▶ _TASK DESCRIPTION_
Only a number is expected: how many lines in the data below contain the word "poster".

==== RECORD EXCERPTS

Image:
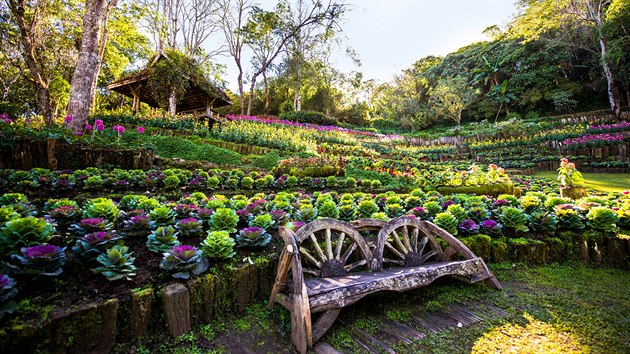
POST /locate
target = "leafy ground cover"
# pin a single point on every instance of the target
(555, 308)
(605, 182)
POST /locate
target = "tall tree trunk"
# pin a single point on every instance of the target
(612, 99)
(298, 85)
(266, 93)
(251, 96)
(241, 93)
(101, 51)
(31, 53)
(172, 103)
(87, 64)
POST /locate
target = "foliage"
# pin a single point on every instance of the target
(23, 232)
(183, 260)
(568, 175)
(91, 245)
(224, 219)
(116, 263)
(39, 260)
(162, 239)
(514, 218)
(447, 221)
(218, 245)
(253, 237)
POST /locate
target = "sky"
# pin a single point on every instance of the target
(390, 35)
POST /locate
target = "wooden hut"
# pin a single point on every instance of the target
(198, 101)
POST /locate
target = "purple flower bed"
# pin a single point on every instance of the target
(593, 140)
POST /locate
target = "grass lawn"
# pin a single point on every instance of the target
(605, 182)
(551, 309)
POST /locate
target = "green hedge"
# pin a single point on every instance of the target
(311, 117)
(175, 147)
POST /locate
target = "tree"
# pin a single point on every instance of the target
(233, 18)
(271, 37)
(450, 97)
(84, 79)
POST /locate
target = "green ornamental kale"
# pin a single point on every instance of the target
(116, 263)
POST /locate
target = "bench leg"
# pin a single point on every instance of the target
(301, 331)
(323, 323)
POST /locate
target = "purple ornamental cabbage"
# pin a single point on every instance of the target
(40, 260)
(252, 237)
(491, 226)
(468, 226)
(183, 260)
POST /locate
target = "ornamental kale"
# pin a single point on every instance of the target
(139, 222)
(90, 225)
(183, 260)
(189, 227)
(117, 263)
(39, 260)
(163, 216)
(94, 243)
(218, 245)
(22, 232)
(7, 292)
(224, 219)
(468, 226)
(490, 227)
(253, 237)
(162, 239)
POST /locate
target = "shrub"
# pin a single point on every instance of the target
(264, 221)
(569, 219)
(101, 208)
(367, 208)
(189, 227)
(328, 210)
(183, 260)
(247, 183)
(39, 260)
(94, 243)
(447, 221)
(224, 219)
(171, 182)
(307, 213)
(163, 216)
(348, 212)
(311, 117)
(545, 223)
(213, 182)
(602, 219)
(253, 237)
(514, 218)
(24, 232)
(116, 263)
(162, 239)
(218, 245)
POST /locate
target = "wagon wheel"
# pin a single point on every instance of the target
(331, 248)
(404, 241)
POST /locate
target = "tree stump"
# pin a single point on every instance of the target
(176, 309)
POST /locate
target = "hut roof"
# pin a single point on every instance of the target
(197, 97)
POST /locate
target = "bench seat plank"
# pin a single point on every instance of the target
(337, 292)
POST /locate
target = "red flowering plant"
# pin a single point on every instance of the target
(568, 175)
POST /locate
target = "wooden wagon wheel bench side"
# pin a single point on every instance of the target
(327, 265)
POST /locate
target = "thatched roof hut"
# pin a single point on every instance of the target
(199, 100)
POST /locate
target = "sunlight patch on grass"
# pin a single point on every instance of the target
(605, 182)
(535, 337)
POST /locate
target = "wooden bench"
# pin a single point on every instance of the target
(328, 264)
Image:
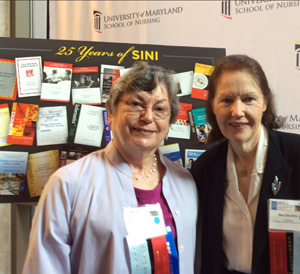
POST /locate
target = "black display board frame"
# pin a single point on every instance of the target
(86, 53)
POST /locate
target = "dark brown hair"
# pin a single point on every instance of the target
(251, 66)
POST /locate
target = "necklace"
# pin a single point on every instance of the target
(244, 172)
(147, 174)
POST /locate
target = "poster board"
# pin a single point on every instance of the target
(89, 54)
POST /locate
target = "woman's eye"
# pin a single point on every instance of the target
(248, 100)
(159, 109)
(226, 100)
(136, 104)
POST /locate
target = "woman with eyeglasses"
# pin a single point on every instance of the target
(79, 225)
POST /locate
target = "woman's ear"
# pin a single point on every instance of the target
(109, 117)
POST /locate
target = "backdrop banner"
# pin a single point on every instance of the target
(266, 30)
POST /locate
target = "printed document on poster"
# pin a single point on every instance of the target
(52, 126)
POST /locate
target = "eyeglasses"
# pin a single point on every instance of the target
(159, 112)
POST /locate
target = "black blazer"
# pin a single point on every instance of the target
(209, 171)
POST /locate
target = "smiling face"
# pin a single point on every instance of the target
(238, 106)
(133, 131)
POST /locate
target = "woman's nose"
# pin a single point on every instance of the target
(147, 115)
(237, 108)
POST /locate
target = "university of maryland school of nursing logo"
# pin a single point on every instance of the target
(297, 51)
(97, 20)
(226, 9)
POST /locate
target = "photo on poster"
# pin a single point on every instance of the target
(13, 165)
(201, 124)
(56, 82)
(172, 152)
(52, 126)
(201, 77)
(8, 80)
(86, 86)
(108, 75)
(184, 81)
(22, 124)
(191, 155)
(4, 124)
(29, 76)
(181, 129)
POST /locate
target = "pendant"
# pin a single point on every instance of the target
(244, 173)
(276, 184)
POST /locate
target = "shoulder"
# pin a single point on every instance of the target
(210, 155)
(174, 167)
(285, 141)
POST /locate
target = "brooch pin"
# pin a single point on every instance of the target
(276, 185)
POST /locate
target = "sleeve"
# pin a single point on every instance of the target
(50, 241)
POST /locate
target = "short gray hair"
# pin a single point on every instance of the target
(144, 77)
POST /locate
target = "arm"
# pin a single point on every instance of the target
(50, 241)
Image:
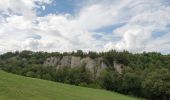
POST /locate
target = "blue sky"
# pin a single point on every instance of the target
(98, 25)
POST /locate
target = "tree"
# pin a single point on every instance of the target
(157, 84)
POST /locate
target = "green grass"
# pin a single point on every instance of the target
(14, 87)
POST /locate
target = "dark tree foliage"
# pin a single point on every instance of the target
(144, 75)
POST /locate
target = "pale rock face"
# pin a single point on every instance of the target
(52, 61)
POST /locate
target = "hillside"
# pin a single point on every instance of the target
(14, 87)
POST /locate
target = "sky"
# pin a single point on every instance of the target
(89, 25)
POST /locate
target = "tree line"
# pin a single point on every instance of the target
(146, 75)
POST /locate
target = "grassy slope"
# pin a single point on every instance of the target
(14, 87)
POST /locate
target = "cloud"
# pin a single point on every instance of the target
(21, 27)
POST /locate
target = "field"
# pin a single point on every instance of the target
(14, 87)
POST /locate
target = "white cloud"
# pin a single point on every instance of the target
(21, 28)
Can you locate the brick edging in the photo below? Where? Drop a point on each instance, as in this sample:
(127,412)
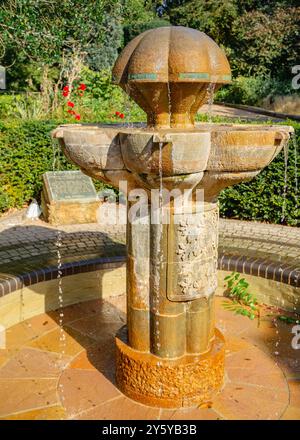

========

▶ _SOLUTION BELOW_
3